> **DIRECTIONS**:
Reproduce the passage from the excerpt below on medicine licensing and drug prices, starting at "There are good" and ending at "might look like.".

> **EXCERPT**:

◆ ◆ ◆ ◆ ◆

For the moment (until December 2020), the UK is still a participant in the European Union’s regulatory system for licensing medicines. Under the EU system, companies generally apply to the EMA for authorisation for ‘innovative’ medicines, for example, those with new active substances, and the authorisation is valid across the European Economic Area and the UK. For other drugs, the company can apply to the medicines licensing agency in any member state and there are arrangements to ensure that the authorisation applies across the European Economic Area. The government will need to set out its approach to market authorisation once the UK has left the European Union.

Why are new drugs so expensive?

There are good reasons why a pharmaceutical company might, legitimately, set a high price for a new medicine. When scientists decrypt a new disease, pharmaceutical companies start the painstaking search for a compound that might offer an effective treatment. The history of drug development documents the victories (Zidovudine and Didanosine for HIV, for example) rather than all the projects that came to nothing. Yet only 5 in 5,000 drugs make it from preclinical development to clinical trials. And only one of those makes it through clinical trials to become an approved drug. This is an industry where development costs are high and the likelihood of success is low. These and other complexities – for example, how to apportion research and development costs between countries – also make it almost impossible to calculate what a ‘fair price’ might look like.

Governments protect companies’ investment incentives by granting patents, giving companies that develop new drugs the exclusive right to make and sell their new drug, and preventing other companies from selling an identical product. Patents typically last for 20 years from the date of filing. In doing so, they generally give the firm the ability to set above-competitive prices until the patent expires.

Patents are a particularly powerful mechanism for protecting prices and profitability in medicines. This is because new medicines are easy to define and patent (as a chemical entity has a specific formula that can be patented). It is also because both public health care and private health insurance look to insulate the patient and doctor from the cost of paying for health care at the point of use. This means patients and doctors are not put off by high prices because they do not pay them directly. Governments and insurers meanwhile want to give as many people access as they can, while keeping control of spending.

Companies can typically set high prices for a patented new drug on release, particularly if there are no alternative treatments for the condition. If other companies launch effective new treatments while a drug is in patent, the incumbent may then be forced to reduce prices if it wants to continue selling its drug in large volumes. However, it is only when the patent expires that companies can start manufacturing and selling generic versions of the drug (a medicine with the same active pharmaceutical ingredient as the originator drug) or a biosimilar version for more complex drugs (a medicine that doesn’t have any clinically meaningful differences from the originator drug). When generics or biosimilars enter the market, prices go down and the originator’s profits typically drop rapidly.

All of this supports the logic of setting high prices for a new drug on release, since pharmaceutical companies have a short window of opportunity to recoup the substantial development costs for a new drug, before being forced to reduce prices and see profits fall as competition develops.

Diagram showing typical evolution of drug prices and sales

Of course, this does not automatically mean that pharmaceutical companies are therefore setting reasonable prices for new drugs. There is a lively debate on whether the existing patent system, including scope for firms to extend patents and apply for supplementary protections, allows them to recoup excessive profits, more than would be needed to maintain sufficient incentives to develop new drugs. Pharmaceutical companies have also been prosecuted for anti-competitive practices aimed at maintaining excessively high prices for drugs.

◆ ◆ ◆ ◆ ◆

> **DATASET ENTRIES**:
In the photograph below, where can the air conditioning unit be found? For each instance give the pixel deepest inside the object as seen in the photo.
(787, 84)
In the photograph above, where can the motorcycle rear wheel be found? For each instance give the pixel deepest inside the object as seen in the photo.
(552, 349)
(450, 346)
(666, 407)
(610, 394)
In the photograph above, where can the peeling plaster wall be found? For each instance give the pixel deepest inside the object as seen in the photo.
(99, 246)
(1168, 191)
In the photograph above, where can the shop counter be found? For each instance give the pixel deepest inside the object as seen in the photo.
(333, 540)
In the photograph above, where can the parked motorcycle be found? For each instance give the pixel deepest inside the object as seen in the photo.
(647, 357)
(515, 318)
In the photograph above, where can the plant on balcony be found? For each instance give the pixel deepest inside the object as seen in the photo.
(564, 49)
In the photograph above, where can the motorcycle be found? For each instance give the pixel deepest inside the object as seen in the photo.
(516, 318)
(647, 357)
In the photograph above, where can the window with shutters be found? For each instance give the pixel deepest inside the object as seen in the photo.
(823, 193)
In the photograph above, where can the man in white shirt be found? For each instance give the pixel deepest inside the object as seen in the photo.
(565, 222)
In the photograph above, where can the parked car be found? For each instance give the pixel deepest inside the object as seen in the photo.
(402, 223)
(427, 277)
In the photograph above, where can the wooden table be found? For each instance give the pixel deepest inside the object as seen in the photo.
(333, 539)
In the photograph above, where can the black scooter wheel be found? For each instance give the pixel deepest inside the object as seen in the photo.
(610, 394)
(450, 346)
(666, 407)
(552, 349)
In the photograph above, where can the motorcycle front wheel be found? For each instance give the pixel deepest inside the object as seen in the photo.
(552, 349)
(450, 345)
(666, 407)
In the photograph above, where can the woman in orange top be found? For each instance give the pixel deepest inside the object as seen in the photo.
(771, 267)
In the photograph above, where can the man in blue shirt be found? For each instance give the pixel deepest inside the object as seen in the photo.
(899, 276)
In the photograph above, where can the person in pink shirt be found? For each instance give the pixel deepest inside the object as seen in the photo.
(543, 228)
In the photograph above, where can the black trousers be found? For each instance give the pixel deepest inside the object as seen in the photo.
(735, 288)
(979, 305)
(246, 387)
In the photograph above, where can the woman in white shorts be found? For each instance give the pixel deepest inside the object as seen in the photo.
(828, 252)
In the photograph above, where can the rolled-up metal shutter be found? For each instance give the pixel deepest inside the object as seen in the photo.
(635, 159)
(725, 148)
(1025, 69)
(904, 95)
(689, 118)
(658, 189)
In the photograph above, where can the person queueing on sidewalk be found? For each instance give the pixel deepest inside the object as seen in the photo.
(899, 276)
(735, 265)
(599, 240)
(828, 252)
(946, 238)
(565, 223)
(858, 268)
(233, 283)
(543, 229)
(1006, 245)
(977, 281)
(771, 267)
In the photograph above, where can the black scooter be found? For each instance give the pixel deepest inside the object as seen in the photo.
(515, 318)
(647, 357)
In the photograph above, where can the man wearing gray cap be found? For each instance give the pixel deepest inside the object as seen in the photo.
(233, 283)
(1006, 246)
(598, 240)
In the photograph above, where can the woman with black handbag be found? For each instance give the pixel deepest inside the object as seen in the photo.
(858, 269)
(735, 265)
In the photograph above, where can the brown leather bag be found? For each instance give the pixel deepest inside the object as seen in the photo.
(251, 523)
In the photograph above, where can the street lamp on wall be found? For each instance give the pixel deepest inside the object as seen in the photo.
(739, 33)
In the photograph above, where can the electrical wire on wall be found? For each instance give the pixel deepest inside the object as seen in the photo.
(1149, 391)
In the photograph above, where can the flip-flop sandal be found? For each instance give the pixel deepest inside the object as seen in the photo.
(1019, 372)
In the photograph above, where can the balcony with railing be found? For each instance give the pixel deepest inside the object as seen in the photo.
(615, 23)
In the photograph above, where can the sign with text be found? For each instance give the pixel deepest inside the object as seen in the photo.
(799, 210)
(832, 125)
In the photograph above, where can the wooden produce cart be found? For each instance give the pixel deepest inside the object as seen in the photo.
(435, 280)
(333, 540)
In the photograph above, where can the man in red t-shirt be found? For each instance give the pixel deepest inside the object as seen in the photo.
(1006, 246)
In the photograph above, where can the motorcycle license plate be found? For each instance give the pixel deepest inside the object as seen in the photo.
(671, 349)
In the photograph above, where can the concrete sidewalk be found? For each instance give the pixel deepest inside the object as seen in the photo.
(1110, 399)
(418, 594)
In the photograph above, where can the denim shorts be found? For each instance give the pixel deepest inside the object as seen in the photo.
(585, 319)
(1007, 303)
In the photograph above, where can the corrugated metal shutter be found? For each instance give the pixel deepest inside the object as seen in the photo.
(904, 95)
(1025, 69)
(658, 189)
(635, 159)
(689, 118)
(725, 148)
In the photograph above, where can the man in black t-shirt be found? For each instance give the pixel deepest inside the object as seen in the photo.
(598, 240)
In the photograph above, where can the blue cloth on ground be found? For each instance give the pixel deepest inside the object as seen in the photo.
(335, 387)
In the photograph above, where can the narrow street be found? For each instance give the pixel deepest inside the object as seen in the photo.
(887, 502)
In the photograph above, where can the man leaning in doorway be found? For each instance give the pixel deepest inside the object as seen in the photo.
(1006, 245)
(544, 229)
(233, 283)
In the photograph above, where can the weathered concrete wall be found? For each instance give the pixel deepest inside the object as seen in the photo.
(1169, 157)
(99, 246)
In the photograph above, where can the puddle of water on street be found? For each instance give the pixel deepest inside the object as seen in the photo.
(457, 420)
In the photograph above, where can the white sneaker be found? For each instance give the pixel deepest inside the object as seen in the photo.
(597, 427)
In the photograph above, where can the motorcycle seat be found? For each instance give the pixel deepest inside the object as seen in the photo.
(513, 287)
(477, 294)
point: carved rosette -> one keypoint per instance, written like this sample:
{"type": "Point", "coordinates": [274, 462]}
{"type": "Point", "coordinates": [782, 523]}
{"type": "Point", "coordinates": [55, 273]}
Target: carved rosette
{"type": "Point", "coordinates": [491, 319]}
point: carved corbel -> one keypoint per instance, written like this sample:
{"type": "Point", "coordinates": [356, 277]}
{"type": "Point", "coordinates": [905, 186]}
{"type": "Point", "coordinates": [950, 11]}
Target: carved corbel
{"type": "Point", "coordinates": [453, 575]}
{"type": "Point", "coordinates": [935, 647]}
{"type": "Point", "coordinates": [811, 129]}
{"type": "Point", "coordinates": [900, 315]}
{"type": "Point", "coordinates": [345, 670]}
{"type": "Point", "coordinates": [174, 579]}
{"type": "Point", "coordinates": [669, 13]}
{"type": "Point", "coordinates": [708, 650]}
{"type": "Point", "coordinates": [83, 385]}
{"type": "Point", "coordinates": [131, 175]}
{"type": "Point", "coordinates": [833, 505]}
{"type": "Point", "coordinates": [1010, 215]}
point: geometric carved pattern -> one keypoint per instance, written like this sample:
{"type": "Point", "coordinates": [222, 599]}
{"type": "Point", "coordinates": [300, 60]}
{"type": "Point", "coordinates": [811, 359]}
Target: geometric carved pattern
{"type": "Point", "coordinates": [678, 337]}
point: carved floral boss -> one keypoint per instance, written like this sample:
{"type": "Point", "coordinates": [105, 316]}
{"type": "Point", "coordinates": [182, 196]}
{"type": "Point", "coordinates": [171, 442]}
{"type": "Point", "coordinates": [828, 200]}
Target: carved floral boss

◆ ◆ ◆ ◆ ◆

> **WRITTEN SOLUTION**:
There are good reasons why a pharmaceutical company might, legitimately, set a high price for a new medicine. When scientists decrypt a new disease, pharmaceutical companies start the painstaking search for a compound that might offer an effective treatment. The history of drug development documents the victories (Zidovudine and Didanosine for HIV, for example) rather than all the projects that came to nothing. Yet only 5 in 5,000 drugs make it from preclinical development to clinical trials. And only one of those makes it through clinical trials to become an approved drug. This is an industry where development costs are high and the likelihood of success is low. These and other complexities – for example, how to apportion research and development costs between countries – also make it almost impossible to calculate what a ‘fair price’ might look like.